◆ **YOUR TASK**:
Answer from the WASP-33b passage:
(a) Which telescope did astronomers use to detect the stratosphere?
(b) What warms this atmospheric layer?
(c) What were researchers uncertain about until now?

◆ **SELECTION**:
------------

Using the NASA/ESA Hubble Space Telescope, astronomers have detected a stratosphere – an atmospheric region that is very important to life – on a massive and hot exoplanet called WASP-33b.

This is an artist’s concept of a hot Jupiter exoplanet. Image credit: NASA / ESA / G. Bacon, STScI.
The presence of a stratosphere can provide clues about the composition of a planet and how it formed. This atmospheric layer occurs when molecules in the atmosphere absorb UV and visible light from the star. This absorption warms the stratosphere and acts as a kind of sunscreen layer for the planet below.
Until now, researchers were uncertain whether these molecules would be found in the atmospheres of massive, hot exoplanets.

------------

◆ **RAW RECORDS**:

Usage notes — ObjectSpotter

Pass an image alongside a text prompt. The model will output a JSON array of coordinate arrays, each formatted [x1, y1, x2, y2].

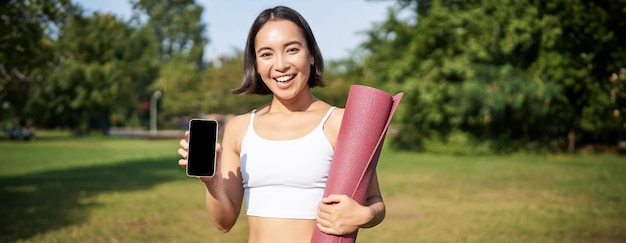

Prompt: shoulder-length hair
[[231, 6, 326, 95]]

------------

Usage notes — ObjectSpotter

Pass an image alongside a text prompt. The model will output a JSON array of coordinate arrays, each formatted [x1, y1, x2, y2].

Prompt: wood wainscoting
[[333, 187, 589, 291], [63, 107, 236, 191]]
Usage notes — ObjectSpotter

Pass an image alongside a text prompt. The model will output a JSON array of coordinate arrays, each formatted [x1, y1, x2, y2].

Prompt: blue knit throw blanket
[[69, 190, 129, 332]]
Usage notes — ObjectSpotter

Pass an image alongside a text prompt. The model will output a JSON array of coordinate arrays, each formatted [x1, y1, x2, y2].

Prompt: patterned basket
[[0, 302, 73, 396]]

------------

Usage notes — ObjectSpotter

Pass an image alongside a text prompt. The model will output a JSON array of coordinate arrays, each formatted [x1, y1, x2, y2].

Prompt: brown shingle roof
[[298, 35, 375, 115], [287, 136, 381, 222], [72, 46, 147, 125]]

------------

◆ **RESPONSE FOR THIS EXERCISE**:
(a) The NASA/ESA Hubble Space Telescope.
(b) The absorption of UV and visible light from the star by molecules in the atmosphere.
(c) Whether these molecules would be found in the atmospheres of massive, hot exoplanets.